══ Entries shown ══

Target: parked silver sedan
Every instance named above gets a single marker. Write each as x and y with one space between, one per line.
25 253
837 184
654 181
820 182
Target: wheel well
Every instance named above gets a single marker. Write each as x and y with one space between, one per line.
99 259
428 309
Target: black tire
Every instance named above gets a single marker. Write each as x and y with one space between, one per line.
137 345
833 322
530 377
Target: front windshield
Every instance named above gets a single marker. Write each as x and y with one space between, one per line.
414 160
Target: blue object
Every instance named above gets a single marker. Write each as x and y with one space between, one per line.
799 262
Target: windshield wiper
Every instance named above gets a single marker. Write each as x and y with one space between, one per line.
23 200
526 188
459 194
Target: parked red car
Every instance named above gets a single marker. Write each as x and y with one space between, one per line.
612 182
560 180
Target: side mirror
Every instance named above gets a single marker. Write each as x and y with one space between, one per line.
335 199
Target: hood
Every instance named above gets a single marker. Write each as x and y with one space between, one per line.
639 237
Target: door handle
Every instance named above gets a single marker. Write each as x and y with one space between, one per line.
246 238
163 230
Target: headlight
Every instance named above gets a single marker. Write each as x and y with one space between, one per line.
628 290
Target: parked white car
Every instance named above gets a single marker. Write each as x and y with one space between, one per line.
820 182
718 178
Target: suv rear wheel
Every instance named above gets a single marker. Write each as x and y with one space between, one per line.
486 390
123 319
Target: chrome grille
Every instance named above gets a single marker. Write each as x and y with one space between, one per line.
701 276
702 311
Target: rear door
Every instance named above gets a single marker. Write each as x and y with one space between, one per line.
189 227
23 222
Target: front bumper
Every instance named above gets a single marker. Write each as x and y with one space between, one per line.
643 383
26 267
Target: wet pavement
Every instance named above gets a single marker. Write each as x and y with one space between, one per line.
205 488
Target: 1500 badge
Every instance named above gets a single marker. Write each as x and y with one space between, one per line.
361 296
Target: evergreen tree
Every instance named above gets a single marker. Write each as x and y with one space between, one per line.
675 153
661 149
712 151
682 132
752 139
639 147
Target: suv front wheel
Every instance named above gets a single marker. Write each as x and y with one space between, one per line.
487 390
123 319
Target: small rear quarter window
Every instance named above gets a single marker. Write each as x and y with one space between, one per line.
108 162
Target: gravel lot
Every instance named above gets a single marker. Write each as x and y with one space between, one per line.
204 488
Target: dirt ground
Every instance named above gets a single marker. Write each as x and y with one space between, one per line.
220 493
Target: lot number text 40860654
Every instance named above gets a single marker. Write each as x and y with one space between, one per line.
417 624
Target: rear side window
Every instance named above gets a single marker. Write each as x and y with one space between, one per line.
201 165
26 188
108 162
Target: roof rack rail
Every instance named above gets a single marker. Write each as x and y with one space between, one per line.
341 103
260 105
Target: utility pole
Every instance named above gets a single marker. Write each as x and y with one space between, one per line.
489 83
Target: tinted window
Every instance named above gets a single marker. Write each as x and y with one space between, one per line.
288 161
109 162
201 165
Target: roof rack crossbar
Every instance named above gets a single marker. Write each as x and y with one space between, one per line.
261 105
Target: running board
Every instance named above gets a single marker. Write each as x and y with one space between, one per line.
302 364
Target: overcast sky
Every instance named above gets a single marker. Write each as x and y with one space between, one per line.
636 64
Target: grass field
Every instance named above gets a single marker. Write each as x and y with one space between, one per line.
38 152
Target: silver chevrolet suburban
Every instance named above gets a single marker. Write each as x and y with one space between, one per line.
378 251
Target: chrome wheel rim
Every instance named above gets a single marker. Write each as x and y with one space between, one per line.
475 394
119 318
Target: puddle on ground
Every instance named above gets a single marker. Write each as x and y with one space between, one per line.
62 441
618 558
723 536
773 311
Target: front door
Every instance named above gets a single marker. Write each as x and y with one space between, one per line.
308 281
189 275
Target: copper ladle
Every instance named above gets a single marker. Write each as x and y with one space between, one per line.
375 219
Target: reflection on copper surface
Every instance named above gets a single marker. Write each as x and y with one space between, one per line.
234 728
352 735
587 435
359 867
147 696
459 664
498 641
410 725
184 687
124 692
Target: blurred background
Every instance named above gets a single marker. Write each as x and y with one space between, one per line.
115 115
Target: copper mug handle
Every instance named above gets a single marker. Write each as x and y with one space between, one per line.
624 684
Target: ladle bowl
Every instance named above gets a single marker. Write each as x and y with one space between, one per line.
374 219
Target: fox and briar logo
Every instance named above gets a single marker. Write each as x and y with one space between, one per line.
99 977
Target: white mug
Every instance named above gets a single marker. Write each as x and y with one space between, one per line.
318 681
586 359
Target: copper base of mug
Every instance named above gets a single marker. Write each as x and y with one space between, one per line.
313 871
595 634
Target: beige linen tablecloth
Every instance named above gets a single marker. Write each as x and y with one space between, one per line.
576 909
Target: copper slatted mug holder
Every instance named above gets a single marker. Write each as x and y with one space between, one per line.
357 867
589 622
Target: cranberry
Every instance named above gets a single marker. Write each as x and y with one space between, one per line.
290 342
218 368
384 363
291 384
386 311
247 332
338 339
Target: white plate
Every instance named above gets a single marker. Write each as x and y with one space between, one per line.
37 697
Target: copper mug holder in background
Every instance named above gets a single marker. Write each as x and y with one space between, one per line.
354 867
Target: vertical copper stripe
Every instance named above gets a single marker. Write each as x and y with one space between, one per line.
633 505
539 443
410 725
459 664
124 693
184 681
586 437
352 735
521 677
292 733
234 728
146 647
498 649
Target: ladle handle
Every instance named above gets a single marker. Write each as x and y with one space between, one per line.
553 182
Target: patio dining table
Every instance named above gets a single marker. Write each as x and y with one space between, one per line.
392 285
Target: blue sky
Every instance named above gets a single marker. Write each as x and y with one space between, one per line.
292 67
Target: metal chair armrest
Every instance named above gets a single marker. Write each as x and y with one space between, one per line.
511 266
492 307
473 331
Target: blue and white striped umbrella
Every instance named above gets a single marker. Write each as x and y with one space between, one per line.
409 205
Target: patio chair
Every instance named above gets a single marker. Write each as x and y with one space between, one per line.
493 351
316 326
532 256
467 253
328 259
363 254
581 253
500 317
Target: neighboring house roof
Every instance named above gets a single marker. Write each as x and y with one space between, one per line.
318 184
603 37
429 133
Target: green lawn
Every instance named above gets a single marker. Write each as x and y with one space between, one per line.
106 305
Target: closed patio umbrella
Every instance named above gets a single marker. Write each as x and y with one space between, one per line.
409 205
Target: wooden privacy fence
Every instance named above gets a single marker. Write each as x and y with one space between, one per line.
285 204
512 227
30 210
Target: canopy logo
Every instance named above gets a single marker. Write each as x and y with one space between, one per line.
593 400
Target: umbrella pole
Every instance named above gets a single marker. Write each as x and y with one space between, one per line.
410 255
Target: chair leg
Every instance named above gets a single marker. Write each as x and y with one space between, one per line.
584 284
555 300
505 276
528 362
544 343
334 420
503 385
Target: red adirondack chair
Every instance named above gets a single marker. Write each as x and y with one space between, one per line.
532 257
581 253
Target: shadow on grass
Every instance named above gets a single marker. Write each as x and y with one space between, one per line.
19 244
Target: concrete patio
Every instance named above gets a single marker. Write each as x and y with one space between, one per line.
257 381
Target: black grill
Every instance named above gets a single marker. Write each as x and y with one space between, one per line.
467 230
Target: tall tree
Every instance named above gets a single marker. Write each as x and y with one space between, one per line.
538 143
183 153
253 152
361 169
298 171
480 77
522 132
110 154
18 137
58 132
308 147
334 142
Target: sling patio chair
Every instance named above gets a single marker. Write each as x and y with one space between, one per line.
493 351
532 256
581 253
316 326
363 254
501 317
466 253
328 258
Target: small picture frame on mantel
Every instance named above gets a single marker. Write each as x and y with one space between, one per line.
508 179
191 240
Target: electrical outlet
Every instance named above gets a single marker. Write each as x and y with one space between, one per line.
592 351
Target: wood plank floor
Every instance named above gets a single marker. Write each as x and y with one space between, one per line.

═══

## [Exercise brief]
Return every line holding the word "side" from the records.

## [Completed exercise]
Target: side mirror
Target: rear side window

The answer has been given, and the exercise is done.